[Stored data entries]
|---|

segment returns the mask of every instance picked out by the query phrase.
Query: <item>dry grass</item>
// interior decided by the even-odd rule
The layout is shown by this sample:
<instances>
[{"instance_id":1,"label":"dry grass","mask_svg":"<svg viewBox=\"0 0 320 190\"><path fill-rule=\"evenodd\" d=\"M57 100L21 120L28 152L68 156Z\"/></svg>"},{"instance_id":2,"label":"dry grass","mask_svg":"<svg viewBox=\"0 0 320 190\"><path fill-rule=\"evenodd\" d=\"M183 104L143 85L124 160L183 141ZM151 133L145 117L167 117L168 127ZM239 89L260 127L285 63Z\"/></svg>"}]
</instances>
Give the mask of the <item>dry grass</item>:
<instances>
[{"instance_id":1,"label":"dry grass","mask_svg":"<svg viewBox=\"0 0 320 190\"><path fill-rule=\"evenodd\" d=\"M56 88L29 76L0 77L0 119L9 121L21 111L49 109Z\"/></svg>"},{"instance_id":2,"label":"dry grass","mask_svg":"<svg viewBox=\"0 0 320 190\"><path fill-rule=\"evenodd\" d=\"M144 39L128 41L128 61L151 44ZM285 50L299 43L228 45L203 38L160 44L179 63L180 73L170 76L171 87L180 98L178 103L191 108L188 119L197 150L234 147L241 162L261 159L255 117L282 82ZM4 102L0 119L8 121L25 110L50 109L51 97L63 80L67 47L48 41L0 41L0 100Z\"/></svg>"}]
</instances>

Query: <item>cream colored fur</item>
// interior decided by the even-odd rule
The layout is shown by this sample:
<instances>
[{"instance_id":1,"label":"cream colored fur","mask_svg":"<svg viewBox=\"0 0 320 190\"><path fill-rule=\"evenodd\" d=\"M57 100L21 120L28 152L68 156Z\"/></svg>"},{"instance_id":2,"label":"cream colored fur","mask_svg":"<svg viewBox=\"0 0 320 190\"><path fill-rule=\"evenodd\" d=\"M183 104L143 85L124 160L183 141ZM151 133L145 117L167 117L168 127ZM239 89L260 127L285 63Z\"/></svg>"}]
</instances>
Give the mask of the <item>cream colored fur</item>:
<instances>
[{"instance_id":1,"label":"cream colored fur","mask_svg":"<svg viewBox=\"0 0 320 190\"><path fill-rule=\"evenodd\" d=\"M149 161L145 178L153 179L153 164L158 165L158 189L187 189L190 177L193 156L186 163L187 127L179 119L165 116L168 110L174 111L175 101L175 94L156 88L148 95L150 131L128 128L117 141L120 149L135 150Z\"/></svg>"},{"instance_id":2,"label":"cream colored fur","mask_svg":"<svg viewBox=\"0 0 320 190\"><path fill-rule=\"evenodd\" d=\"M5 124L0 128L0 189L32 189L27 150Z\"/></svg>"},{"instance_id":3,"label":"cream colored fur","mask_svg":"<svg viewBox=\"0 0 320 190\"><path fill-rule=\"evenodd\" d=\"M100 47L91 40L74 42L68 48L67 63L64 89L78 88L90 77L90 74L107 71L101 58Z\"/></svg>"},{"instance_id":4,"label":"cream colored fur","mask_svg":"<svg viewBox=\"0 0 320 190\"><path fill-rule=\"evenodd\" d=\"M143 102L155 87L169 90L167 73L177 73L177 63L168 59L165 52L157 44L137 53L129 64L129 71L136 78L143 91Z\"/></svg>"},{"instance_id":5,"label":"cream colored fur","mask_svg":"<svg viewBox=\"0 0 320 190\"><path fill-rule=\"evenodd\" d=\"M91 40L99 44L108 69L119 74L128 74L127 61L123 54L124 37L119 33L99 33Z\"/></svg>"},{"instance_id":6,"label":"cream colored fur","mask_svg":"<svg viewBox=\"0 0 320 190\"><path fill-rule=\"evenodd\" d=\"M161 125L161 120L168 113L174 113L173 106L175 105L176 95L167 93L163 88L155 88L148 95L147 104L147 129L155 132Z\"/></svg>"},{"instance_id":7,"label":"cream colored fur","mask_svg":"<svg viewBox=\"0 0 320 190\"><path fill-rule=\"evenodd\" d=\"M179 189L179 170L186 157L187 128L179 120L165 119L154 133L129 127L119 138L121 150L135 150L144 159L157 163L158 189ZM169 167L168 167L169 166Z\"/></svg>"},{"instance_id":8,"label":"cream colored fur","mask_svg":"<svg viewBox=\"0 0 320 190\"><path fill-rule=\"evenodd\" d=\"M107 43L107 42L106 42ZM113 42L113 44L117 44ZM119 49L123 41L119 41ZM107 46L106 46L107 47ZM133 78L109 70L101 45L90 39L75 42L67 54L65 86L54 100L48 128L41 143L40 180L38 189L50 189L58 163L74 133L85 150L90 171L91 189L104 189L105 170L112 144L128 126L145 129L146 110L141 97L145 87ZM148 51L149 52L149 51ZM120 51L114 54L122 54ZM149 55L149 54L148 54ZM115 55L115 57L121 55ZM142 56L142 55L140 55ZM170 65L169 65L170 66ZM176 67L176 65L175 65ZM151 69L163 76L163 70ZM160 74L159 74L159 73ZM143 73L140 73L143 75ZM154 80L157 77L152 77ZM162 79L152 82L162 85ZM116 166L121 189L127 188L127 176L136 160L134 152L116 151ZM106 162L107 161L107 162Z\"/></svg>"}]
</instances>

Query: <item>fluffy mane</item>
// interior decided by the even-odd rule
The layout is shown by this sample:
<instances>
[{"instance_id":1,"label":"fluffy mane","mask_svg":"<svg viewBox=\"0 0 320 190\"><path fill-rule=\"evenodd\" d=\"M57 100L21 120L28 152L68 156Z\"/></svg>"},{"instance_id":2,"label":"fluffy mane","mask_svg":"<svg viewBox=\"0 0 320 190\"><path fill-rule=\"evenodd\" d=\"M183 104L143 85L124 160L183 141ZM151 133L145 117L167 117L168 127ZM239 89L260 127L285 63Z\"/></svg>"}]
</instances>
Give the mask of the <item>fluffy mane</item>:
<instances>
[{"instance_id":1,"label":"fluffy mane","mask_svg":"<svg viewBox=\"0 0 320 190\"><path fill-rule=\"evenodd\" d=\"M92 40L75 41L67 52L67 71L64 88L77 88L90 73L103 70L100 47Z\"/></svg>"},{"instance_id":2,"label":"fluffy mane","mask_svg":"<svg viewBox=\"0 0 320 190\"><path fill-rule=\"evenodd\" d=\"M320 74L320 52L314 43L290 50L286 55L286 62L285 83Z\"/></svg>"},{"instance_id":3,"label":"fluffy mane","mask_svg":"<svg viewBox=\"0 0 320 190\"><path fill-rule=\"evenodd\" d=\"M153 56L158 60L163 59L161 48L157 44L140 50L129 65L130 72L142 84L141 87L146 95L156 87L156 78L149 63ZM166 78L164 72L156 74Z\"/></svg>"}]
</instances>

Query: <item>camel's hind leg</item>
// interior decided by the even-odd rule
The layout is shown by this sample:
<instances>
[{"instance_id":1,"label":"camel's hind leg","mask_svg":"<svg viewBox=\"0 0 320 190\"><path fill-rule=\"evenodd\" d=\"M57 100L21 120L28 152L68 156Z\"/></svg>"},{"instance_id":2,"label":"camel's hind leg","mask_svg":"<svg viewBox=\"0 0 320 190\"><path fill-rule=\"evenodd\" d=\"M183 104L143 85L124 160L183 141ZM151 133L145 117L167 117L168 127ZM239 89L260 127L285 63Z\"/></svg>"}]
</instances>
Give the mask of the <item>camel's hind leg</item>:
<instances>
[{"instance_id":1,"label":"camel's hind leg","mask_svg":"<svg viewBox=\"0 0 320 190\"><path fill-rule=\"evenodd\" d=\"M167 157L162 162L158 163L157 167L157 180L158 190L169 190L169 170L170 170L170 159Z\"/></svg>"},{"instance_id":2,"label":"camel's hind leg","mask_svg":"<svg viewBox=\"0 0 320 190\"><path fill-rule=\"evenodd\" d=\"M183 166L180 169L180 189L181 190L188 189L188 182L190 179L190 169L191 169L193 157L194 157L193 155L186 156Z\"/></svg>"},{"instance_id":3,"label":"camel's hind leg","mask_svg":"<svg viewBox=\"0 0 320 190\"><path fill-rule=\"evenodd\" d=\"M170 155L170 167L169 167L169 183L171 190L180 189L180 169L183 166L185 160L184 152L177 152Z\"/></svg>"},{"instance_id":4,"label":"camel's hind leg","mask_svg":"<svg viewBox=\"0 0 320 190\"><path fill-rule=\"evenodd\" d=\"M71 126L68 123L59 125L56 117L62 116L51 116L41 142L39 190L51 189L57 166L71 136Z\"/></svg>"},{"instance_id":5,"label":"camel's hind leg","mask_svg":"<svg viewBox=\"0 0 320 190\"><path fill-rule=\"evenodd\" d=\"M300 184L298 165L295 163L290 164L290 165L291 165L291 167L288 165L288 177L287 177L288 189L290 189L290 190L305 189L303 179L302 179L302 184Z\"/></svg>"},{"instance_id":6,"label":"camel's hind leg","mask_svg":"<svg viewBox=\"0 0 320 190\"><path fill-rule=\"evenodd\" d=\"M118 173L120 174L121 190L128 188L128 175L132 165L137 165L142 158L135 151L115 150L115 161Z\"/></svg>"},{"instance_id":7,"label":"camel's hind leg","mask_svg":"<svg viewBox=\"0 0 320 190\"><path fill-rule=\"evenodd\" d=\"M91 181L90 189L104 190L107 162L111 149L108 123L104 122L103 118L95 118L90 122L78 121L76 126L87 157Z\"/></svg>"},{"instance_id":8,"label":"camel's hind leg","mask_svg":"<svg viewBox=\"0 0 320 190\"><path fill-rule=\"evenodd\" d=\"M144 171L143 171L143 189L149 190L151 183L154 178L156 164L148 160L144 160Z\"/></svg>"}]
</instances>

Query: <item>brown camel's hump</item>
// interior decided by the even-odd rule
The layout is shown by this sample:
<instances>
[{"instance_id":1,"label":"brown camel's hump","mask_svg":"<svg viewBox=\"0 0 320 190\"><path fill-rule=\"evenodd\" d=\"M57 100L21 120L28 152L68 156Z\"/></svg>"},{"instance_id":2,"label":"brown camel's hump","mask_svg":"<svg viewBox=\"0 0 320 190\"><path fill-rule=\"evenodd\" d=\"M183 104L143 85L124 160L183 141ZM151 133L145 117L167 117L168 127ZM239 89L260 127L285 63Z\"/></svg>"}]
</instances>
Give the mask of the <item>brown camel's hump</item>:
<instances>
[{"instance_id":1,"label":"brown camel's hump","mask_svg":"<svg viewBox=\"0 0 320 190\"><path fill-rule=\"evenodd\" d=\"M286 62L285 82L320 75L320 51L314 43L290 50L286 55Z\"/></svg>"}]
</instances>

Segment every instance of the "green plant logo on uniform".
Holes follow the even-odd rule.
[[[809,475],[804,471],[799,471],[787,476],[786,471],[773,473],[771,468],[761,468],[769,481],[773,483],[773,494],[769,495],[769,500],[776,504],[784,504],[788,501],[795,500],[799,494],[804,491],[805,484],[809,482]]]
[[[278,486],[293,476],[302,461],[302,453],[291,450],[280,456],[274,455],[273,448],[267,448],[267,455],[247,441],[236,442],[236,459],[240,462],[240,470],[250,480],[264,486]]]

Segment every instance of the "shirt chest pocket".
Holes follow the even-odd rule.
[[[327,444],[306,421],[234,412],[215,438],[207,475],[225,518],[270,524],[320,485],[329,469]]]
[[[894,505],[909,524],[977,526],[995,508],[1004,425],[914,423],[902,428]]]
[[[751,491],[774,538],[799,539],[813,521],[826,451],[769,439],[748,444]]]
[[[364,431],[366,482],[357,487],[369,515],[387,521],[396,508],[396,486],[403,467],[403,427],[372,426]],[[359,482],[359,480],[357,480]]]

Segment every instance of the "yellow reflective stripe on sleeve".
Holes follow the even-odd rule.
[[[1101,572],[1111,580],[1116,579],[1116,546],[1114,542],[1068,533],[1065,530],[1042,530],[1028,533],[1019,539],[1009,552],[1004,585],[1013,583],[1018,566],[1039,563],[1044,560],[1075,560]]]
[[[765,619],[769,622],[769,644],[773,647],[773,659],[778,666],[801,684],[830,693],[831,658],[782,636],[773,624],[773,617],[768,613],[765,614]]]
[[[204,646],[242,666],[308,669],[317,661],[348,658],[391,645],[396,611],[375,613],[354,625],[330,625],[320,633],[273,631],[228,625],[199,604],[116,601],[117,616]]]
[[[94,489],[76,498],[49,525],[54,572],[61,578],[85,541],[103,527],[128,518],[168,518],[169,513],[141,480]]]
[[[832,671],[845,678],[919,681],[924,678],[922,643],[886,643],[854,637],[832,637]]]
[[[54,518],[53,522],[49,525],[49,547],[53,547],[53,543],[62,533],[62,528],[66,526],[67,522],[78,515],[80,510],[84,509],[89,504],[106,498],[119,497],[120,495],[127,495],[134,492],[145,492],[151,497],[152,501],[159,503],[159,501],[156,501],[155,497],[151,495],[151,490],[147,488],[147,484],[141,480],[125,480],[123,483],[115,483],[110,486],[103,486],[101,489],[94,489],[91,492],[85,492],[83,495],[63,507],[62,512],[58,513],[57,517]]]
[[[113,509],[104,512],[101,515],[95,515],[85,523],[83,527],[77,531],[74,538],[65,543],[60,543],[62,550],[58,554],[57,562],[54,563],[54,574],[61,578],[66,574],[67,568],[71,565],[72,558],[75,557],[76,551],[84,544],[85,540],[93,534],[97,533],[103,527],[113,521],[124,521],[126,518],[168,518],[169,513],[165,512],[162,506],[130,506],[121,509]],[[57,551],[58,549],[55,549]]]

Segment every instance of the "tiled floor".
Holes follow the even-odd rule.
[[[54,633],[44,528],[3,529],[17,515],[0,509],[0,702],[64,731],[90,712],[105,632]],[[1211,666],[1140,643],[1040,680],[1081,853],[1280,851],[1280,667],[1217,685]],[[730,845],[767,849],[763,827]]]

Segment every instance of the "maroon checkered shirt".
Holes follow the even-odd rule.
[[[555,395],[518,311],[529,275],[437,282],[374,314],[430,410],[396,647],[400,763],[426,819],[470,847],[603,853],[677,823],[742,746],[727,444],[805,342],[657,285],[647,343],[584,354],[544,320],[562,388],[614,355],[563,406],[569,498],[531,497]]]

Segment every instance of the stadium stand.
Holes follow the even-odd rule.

|---|

Your answer should consist of each line above in which "every" appears.

segment returns the mask of every instance picked out by the query phrase.
Segment every instance of the "green plant logo on uniform".
Segment every instance of the "shirt chest pocket".
Segment every instance of the "yellow reflective stripe on sleeve".
Segment every instance of the "tiled floor".
Segment every instance of the "maroon checkered shirt".
Segment every instance of the stadium stand.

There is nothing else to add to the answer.